● YOUR ASSIGNMENT
Starting from the line that contains "Locate a point on each instance of the white", reproduce each line exactly through the end of the material, and include no other lines.

● MATERIAL FOR THIS TASK
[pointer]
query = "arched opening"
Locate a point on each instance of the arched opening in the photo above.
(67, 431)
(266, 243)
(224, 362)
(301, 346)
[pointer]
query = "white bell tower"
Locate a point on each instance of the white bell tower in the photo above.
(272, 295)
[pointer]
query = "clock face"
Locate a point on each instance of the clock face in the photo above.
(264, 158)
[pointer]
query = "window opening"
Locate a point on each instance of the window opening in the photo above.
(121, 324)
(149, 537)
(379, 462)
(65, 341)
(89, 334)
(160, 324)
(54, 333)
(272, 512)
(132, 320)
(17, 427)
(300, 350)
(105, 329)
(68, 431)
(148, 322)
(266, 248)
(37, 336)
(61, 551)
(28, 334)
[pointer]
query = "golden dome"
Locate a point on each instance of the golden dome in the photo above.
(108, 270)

● RESPONSE AREA
Locate a point on each instance of the white bell tower in the photo above.
(272, 295)
[pointer]
query = "clock face"
Locate a point on each instance of the clock face in the photo above.
(264, 158)
[pointer]
query = "window opening"
Locate a point on each instance of the window opening in the photo above.
(121, 324)
(149, 537)
(379, 462)
(65, 341)
(89, 334)
(160, 324)
(54, 333)
(272, 512)
(132, 320)
(17, 427)
(300, 350)
(105, 329)
(68, 431)
(148, 322)
(266, 248)
(37, 336)
(61, 551)
(28, 334)
[pointer]
query = "golden dome"
Locate a point on each instance of the golden dome in the photo above.
(108, 270)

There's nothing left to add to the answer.